STUDY MATERIAL:

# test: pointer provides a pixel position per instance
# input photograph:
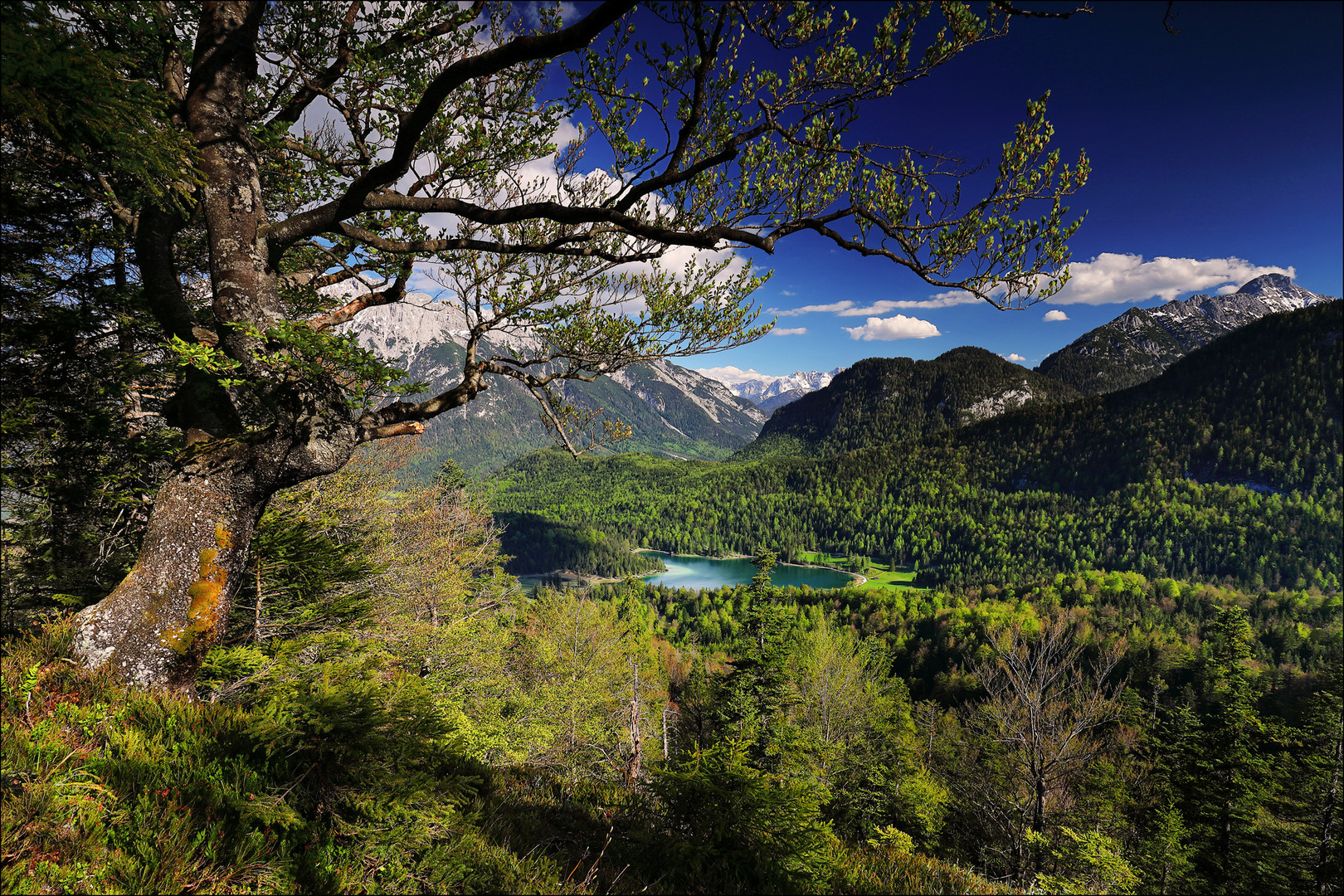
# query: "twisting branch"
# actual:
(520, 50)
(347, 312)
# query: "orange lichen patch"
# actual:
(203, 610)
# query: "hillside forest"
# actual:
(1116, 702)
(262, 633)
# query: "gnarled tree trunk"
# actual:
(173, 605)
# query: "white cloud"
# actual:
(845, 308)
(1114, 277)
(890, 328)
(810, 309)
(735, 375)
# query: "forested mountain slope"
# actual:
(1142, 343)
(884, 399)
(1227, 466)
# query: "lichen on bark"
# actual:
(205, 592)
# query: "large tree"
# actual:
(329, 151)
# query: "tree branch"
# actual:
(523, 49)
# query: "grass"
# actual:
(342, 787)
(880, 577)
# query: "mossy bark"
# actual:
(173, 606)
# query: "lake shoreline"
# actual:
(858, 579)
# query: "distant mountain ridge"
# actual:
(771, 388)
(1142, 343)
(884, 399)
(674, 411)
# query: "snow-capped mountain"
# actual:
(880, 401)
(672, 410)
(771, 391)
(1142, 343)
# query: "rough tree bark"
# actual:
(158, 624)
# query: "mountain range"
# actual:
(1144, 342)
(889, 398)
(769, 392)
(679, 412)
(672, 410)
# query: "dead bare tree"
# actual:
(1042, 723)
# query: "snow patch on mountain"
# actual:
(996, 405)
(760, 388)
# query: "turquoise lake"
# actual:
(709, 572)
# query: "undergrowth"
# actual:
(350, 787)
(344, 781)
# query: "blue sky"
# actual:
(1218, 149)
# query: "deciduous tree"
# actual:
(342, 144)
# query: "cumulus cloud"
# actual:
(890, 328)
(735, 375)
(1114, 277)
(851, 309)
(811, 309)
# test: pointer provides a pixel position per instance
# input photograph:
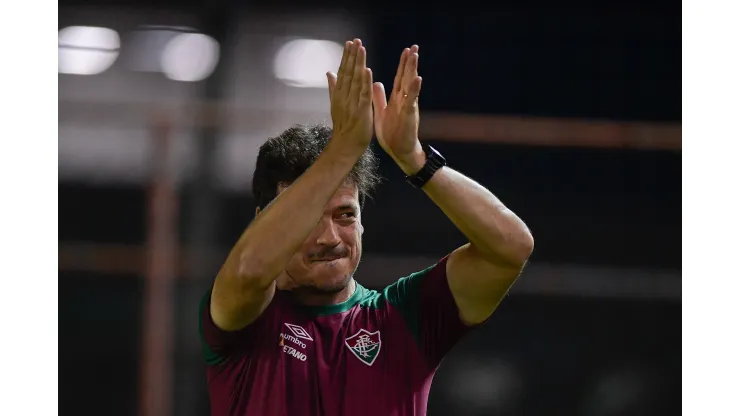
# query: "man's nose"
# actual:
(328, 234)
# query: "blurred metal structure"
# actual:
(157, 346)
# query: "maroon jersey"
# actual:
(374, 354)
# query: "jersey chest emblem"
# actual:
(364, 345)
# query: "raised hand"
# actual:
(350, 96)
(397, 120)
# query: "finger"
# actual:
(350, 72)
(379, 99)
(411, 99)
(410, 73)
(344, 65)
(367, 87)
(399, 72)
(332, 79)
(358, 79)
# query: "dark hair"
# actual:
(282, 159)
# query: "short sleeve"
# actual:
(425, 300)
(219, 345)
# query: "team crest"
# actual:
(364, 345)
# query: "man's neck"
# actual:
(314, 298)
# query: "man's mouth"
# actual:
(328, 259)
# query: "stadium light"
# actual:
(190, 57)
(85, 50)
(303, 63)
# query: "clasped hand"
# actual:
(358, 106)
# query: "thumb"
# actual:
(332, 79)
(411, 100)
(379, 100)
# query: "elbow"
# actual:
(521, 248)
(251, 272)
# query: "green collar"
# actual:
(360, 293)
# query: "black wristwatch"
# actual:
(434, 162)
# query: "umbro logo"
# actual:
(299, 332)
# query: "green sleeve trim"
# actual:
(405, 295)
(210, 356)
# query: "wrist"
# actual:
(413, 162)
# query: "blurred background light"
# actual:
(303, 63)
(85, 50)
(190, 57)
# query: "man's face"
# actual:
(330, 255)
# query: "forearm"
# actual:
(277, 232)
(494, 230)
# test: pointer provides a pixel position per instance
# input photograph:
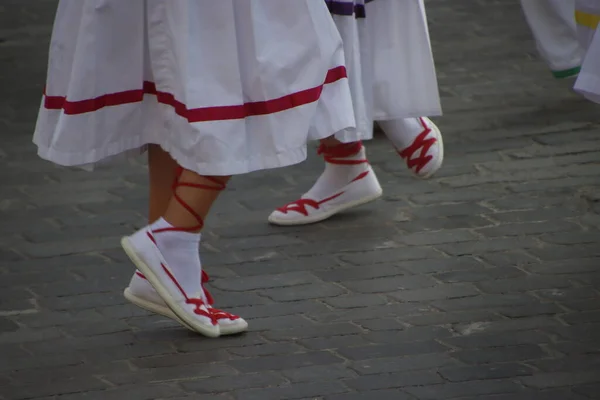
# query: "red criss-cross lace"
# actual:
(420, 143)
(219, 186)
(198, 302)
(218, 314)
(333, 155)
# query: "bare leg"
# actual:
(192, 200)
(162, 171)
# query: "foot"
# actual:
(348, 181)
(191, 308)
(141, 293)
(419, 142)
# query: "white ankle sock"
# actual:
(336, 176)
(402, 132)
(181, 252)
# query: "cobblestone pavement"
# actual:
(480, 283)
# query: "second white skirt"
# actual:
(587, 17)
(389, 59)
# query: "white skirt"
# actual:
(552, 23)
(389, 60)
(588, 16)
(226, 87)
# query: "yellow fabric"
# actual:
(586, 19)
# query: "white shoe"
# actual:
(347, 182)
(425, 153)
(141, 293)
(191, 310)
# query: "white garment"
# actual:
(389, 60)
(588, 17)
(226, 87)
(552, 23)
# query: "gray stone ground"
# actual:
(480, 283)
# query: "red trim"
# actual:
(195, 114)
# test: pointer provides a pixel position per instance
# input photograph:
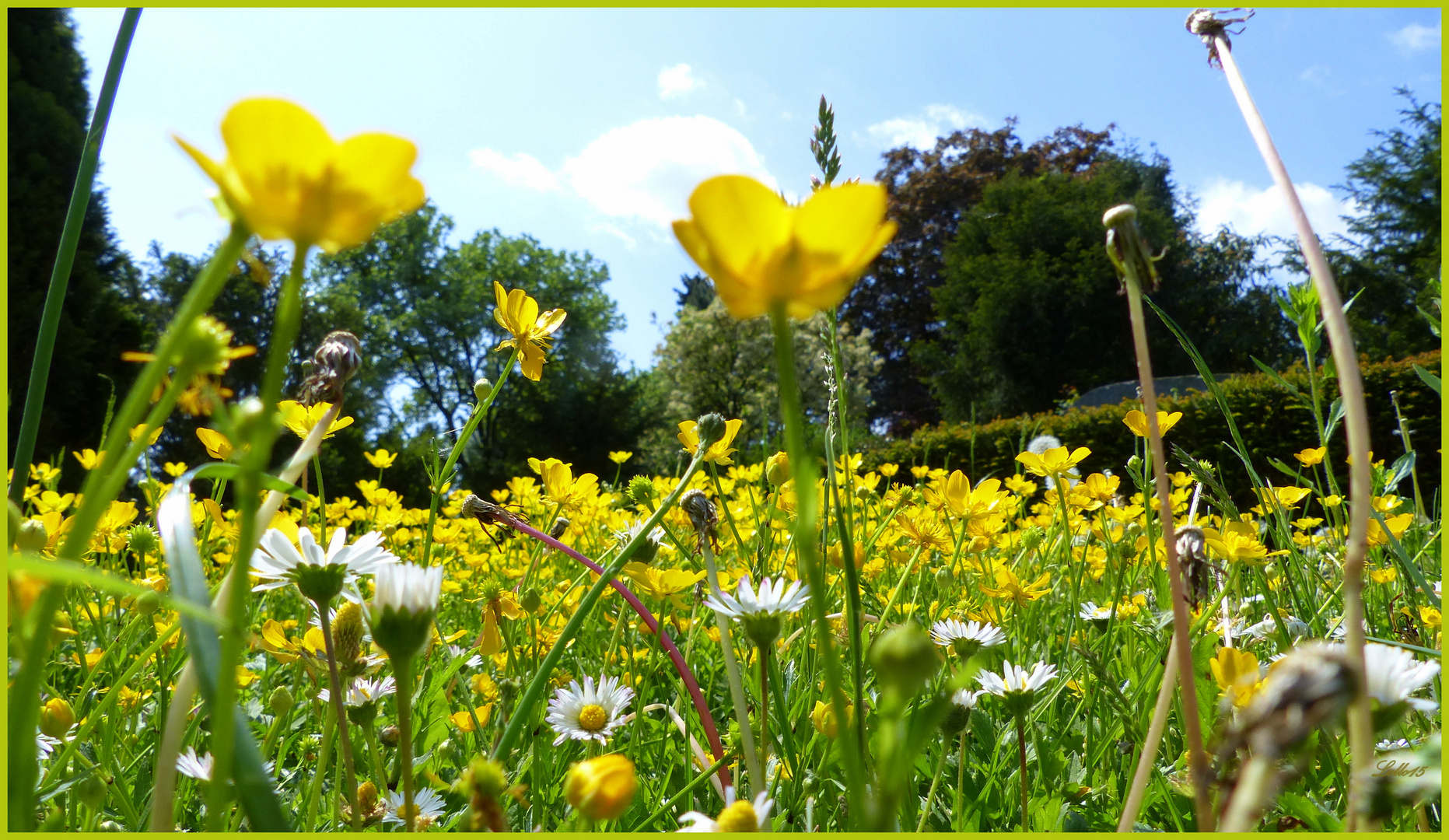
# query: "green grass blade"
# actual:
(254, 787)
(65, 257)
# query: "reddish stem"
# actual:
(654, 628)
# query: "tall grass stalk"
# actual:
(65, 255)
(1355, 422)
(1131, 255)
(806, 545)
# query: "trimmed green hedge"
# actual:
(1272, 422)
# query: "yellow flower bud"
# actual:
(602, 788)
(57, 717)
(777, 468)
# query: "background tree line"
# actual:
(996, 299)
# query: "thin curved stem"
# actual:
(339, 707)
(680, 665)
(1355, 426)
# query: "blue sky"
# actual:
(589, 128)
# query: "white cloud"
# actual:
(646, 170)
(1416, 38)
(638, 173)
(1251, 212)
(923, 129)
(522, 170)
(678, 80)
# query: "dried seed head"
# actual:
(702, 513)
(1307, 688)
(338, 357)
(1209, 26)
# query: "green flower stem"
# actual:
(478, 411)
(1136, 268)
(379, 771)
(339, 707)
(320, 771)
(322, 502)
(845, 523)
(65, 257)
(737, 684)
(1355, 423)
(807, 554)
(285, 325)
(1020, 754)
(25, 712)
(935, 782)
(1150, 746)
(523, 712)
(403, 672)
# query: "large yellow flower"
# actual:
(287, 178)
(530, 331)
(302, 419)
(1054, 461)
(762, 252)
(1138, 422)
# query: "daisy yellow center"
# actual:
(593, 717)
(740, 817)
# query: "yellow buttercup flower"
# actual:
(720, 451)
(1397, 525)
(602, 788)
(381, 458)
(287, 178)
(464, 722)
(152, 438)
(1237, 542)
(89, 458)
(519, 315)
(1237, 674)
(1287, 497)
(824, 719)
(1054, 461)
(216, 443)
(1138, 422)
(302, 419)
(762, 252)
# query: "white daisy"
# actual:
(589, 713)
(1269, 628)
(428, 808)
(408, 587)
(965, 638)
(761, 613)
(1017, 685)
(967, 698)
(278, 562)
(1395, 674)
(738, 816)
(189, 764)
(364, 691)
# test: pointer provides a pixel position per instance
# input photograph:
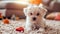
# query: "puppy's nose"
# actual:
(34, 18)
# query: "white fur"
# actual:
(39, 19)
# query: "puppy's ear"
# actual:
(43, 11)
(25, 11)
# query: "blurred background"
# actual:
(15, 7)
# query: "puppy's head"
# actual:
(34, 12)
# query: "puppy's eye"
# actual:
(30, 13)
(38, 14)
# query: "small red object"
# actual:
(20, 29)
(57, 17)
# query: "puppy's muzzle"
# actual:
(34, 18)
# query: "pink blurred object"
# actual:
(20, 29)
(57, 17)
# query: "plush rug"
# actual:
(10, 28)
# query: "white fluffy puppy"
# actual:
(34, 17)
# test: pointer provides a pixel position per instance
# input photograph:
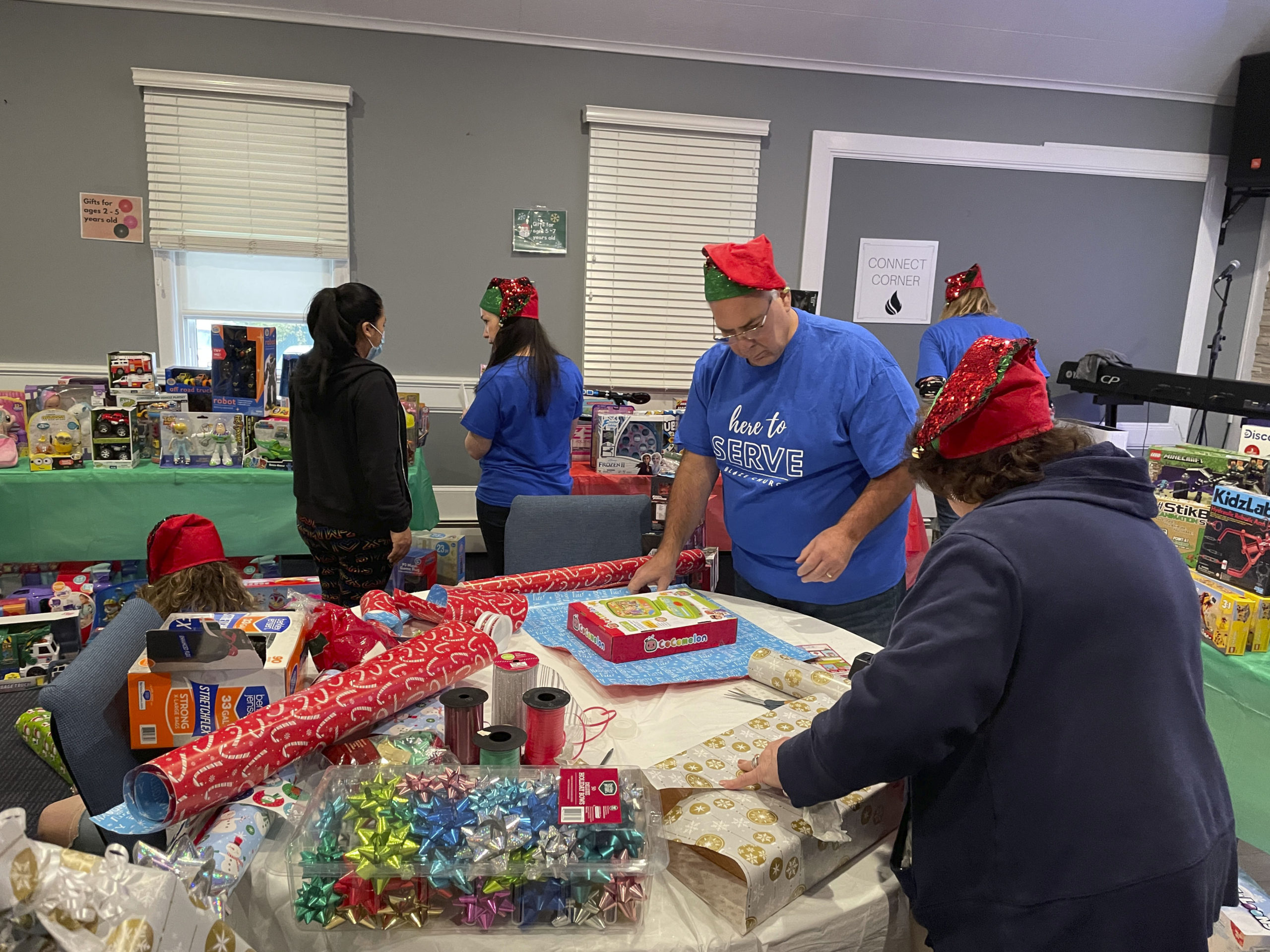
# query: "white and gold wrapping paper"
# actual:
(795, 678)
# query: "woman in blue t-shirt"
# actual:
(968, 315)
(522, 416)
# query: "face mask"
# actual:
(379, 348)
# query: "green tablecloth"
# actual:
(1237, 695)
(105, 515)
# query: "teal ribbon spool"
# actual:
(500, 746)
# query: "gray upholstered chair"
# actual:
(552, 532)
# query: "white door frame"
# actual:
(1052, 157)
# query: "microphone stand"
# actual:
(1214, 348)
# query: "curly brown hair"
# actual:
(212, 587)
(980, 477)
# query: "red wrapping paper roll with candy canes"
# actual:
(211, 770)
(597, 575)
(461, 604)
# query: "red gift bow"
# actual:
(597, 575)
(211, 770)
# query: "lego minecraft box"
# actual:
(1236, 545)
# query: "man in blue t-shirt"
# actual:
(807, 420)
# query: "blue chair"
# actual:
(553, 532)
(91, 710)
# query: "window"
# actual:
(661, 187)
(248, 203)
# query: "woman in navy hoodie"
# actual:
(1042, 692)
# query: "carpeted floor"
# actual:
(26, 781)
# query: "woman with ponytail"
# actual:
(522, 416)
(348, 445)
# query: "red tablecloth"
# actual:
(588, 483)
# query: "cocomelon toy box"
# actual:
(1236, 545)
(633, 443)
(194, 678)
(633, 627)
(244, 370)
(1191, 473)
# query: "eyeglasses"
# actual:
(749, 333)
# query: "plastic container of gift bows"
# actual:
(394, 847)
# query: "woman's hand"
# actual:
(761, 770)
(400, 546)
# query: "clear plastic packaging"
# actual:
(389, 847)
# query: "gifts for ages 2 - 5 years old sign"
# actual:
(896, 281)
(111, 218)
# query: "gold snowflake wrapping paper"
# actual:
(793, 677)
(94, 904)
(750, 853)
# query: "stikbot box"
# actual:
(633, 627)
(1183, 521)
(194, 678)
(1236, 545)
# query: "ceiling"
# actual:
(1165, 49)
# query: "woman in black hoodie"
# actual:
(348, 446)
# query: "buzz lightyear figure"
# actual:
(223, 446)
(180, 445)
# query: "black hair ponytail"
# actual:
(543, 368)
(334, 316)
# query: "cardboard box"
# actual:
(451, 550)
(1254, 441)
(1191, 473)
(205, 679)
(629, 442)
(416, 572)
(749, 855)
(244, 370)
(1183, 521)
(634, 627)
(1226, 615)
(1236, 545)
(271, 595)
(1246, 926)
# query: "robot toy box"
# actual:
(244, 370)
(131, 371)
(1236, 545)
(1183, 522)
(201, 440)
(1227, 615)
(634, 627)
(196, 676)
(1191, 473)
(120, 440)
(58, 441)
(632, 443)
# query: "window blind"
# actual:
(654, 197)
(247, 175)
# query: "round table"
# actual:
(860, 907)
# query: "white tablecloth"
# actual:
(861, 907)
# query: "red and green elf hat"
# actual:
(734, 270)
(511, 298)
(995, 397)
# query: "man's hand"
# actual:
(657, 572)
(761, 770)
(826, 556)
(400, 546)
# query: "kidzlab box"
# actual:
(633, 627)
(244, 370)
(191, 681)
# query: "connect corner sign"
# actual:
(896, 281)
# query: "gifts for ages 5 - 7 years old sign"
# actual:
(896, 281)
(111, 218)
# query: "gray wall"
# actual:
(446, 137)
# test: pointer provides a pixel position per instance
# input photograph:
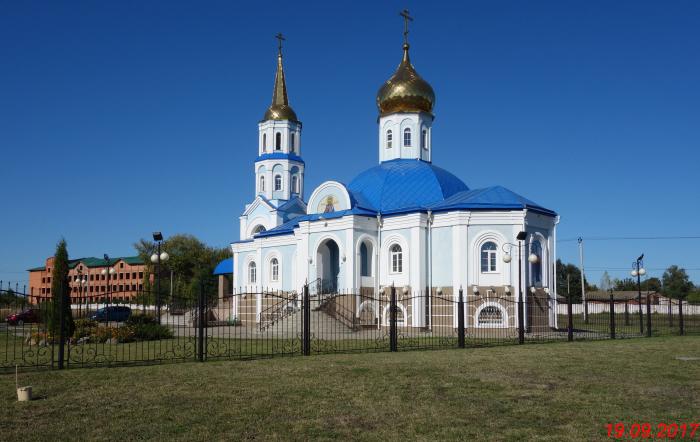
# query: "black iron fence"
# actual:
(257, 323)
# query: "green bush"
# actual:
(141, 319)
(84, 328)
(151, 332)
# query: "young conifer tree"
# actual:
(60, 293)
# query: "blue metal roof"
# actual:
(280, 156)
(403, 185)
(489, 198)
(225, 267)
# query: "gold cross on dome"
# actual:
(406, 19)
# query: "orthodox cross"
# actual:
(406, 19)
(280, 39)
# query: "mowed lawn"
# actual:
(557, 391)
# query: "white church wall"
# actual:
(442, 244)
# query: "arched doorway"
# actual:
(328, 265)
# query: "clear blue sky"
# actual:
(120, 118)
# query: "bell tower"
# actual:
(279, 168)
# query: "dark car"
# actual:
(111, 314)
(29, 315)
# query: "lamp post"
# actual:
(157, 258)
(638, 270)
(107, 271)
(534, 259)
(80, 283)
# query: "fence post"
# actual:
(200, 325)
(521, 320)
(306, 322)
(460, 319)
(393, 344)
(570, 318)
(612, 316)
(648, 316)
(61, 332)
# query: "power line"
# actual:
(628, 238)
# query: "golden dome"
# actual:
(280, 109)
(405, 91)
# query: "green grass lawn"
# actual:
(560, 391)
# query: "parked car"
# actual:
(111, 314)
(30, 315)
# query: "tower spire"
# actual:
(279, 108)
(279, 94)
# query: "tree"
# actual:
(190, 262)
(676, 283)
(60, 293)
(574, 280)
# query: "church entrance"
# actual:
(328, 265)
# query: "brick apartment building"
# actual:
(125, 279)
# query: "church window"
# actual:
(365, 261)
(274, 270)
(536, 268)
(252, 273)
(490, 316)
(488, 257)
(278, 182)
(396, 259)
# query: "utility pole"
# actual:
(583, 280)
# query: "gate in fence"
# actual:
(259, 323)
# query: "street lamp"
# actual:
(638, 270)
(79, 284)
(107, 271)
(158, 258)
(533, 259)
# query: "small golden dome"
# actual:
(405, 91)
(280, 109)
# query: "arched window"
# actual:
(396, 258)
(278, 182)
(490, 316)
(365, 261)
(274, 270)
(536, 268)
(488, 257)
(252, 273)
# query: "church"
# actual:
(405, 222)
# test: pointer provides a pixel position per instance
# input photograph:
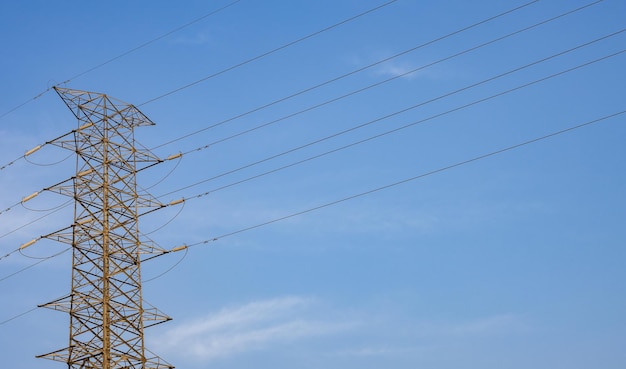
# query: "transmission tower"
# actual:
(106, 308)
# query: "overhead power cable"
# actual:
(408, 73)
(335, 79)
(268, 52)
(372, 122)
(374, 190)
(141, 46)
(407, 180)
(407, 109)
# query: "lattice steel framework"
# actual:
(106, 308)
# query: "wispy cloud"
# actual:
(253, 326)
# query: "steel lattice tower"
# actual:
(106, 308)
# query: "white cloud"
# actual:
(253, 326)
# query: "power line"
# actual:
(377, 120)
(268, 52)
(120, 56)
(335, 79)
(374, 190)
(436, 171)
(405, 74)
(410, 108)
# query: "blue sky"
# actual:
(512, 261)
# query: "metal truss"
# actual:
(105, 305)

ABOUT THIS EXERCISE:
Your answer should be each line of the data that contains the word "stem", copied as it stands.

OUTPUT OF THE TASK:
# query: "reddish stem"
# query: "thin curved stem"
# query: "green flower stem"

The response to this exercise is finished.